§ **What is required**: State how many lines in the items below contain the word "metal". Reply with the number alone.

§ **Position identification records**:
## Begin
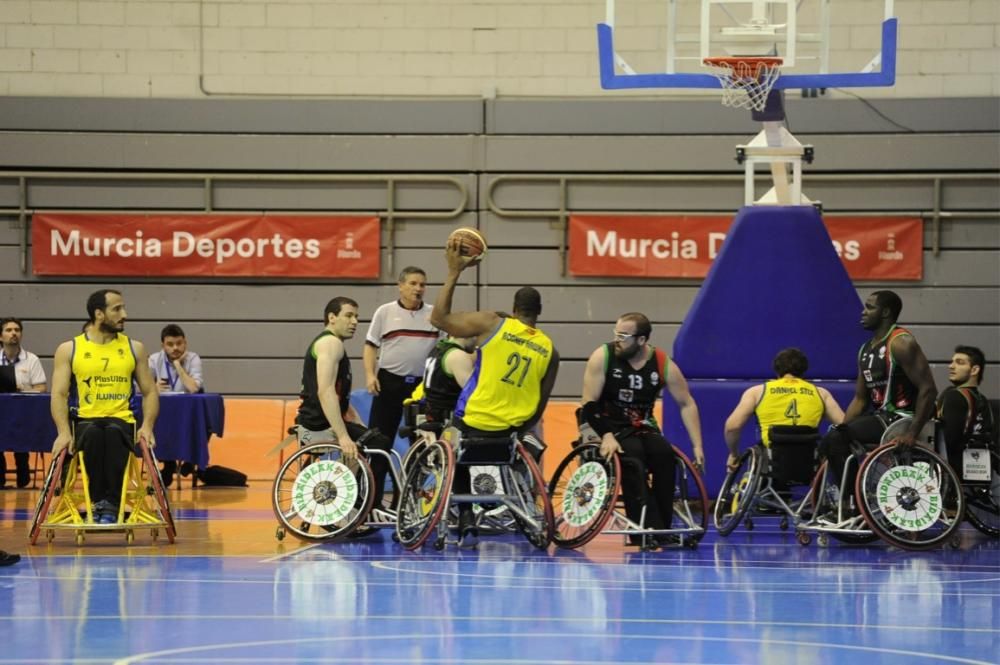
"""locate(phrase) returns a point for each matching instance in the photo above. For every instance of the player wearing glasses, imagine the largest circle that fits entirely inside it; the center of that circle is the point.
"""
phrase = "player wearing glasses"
(621, 384)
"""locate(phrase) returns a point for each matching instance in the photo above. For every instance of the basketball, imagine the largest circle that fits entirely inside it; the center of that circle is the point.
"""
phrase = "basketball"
(473, 243)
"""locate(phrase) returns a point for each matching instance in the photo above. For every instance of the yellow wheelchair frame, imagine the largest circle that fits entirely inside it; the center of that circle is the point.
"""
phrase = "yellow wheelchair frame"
(66, 504)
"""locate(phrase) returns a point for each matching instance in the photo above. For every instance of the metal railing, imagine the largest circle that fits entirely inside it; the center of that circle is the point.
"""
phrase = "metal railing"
(208, 181)
(562, 212)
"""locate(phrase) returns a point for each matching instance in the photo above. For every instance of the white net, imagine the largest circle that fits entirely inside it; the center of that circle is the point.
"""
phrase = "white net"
(745, 82)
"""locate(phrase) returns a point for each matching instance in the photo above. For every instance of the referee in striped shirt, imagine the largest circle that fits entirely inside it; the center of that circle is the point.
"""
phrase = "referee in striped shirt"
(399, 340)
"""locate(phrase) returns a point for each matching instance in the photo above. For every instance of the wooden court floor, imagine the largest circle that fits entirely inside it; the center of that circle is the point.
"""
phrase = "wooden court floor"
(228, 592)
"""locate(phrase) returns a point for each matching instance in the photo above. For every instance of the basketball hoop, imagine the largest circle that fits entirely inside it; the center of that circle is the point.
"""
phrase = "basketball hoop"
(746, 80)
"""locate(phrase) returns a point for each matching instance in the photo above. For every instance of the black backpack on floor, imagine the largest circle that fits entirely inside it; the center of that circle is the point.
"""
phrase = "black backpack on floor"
(222, 476)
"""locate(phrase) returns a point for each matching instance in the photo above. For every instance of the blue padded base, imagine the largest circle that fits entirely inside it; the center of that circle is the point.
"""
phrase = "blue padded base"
(716, 400)
(777, 282)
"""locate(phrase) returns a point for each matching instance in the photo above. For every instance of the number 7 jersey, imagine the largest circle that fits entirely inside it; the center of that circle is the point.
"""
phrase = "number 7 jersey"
(506, 383)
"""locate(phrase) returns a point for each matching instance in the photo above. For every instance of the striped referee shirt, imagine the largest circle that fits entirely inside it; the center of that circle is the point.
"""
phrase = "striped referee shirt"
(404, 337)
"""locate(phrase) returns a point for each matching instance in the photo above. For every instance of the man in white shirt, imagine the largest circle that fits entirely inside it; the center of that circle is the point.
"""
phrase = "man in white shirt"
(29, 376)
(175, 370)
(400, 337)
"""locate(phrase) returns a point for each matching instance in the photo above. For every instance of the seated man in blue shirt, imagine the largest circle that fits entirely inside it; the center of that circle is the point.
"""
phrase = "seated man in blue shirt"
(175, 370)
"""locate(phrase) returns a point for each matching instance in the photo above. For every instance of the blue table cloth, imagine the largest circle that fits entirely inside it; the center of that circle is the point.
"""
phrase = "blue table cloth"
(183, 428)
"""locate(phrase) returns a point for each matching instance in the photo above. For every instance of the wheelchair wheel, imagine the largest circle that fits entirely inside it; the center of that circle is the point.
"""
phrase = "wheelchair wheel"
(317, 496)
(737, 492)
(425, 493)
(152, 468)
(583, 492)
(909, 496)
(530, 487)
(982, 501)
(827, 503)
(52, 484)
(690, 499)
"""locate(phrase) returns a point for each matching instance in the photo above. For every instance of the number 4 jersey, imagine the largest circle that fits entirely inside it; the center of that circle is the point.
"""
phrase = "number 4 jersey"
(506, 383)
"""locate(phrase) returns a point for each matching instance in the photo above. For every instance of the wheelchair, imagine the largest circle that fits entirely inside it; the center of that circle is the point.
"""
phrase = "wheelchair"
(980, 476)
(907, 496)
(319, 497)
(65, 504)
(427, 488)
(766, 481)
(585, 491)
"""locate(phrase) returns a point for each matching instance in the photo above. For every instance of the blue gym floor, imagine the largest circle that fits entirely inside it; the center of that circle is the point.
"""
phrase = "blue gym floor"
(755, 597)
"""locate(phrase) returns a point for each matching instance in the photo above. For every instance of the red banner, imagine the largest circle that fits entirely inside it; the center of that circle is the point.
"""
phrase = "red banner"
(871, 248)
(186, 245)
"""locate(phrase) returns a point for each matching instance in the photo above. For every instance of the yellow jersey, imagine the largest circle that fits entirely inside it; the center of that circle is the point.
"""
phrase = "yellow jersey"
(506, 383)
(788, 401)
(102, 375)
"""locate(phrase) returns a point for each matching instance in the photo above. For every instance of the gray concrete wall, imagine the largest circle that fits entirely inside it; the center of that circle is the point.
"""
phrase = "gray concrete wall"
(251, 332)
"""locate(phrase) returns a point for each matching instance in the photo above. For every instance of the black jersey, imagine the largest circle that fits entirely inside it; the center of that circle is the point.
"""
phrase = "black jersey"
(966, 414)
(630, 394)
(310, 411)
(440, 388)
(888, 386)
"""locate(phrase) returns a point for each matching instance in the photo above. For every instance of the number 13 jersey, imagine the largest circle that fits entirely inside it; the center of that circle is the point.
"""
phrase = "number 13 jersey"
(505, 386)
(630, 394)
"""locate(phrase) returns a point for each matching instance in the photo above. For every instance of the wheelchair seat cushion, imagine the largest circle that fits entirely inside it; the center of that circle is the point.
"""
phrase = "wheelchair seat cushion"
(478, 449)
(793, 453)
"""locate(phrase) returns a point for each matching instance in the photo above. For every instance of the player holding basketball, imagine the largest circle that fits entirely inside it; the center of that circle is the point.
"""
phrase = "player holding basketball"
(621, 383)
(515, 370)
(894, 380)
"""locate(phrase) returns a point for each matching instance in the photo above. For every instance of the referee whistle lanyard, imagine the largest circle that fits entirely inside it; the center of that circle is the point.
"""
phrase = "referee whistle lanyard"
(172, 375)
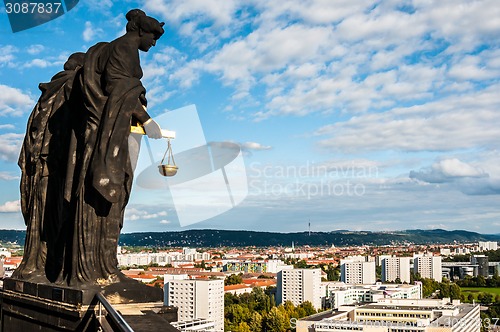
## End
§ **Reply to the task**: 2